[What you should do]
Only the number is wanted: how many lines of these entries contain the word "hair"?
━━━━━━
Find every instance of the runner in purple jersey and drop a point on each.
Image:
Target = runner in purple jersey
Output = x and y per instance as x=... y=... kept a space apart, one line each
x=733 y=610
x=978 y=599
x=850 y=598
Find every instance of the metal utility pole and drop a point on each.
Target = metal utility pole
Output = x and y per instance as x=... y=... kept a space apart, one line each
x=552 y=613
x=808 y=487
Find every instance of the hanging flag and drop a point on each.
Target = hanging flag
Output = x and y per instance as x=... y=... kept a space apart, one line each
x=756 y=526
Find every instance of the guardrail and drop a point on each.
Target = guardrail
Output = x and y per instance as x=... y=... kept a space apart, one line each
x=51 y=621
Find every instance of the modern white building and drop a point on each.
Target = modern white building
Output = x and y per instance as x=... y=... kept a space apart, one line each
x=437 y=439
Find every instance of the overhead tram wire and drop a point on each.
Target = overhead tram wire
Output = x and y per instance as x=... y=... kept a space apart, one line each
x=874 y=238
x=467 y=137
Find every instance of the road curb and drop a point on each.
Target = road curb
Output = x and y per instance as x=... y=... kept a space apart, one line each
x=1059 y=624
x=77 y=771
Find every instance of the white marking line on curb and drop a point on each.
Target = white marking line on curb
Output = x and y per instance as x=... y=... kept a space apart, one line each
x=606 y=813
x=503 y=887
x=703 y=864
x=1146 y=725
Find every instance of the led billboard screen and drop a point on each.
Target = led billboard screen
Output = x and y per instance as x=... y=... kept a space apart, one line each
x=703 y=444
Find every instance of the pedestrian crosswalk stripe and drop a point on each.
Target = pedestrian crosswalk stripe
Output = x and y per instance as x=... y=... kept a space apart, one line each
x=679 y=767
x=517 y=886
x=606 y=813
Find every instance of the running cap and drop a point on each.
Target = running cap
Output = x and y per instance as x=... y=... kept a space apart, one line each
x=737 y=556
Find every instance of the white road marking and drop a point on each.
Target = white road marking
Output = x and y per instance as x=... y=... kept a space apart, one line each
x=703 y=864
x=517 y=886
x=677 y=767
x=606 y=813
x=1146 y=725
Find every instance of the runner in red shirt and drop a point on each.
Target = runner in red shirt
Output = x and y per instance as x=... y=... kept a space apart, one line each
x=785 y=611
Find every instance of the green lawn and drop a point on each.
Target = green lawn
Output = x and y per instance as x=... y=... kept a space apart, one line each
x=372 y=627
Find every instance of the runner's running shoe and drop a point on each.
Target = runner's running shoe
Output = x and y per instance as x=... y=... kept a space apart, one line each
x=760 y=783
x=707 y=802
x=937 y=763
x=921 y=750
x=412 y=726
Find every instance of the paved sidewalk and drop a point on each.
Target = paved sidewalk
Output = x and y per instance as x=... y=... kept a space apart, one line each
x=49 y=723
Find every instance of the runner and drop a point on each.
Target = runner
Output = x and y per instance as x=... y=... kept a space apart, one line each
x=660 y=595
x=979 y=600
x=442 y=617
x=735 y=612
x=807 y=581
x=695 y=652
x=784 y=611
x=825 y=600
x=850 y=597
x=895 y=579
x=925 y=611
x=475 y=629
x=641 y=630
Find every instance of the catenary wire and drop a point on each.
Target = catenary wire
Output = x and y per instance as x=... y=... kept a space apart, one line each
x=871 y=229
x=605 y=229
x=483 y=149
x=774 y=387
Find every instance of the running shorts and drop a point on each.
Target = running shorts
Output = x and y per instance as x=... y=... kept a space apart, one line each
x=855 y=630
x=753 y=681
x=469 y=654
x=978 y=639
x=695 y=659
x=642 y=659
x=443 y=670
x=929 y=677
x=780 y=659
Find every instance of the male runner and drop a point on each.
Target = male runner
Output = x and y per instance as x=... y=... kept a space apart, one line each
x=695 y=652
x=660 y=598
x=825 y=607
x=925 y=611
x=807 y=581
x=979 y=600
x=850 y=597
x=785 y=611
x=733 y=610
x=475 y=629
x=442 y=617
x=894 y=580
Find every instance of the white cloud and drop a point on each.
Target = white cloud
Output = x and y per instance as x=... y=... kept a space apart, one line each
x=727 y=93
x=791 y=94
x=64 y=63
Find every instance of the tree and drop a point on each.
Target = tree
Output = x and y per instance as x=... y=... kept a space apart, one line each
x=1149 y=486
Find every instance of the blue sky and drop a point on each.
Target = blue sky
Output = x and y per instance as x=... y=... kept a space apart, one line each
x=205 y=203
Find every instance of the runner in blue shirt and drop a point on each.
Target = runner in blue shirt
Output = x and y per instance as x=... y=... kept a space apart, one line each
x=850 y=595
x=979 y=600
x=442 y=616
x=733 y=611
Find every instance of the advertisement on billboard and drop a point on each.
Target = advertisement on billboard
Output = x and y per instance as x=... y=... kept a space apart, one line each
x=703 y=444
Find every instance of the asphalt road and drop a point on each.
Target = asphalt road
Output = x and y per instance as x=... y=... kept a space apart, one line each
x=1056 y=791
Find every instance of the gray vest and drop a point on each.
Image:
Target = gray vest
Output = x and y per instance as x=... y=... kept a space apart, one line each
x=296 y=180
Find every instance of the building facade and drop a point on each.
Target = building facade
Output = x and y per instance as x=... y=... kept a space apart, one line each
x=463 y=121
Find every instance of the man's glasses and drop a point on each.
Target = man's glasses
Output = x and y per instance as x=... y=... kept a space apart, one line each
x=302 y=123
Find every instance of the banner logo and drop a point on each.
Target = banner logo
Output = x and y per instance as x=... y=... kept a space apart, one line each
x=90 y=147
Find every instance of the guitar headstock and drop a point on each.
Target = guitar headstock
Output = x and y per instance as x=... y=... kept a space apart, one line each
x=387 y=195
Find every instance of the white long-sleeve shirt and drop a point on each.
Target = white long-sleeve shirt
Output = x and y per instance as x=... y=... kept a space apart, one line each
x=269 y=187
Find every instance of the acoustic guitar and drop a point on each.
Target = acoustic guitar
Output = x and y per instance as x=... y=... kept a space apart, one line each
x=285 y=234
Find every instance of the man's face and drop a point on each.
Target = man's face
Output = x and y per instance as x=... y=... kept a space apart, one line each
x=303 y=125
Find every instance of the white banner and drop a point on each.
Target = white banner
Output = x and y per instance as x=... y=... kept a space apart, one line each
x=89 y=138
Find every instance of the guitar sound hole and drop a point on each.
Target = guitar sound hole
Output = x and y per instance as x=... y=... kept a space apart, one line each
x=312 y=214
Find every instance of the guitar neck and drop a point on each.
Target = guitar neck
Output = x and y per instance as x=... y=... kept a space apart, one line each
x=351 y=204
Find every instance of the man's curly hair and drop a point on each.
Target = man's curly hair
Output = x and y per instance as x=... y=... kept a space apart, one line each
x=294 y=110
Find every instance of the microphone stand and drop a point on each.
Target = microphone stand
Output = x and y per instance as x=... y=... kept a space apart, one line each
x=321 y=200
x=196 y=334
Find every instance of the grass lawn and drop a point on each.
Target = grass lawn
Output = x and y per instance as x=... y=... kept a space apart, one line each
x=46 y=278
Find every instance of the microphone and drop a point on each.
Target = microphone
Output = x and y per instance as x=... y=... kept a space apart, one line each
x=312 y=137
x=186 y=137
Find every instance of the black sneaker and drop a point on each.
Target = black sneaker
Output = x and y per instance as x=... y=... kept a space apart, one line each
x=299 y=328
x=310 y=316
━━━━━━
[Reply to the task]
2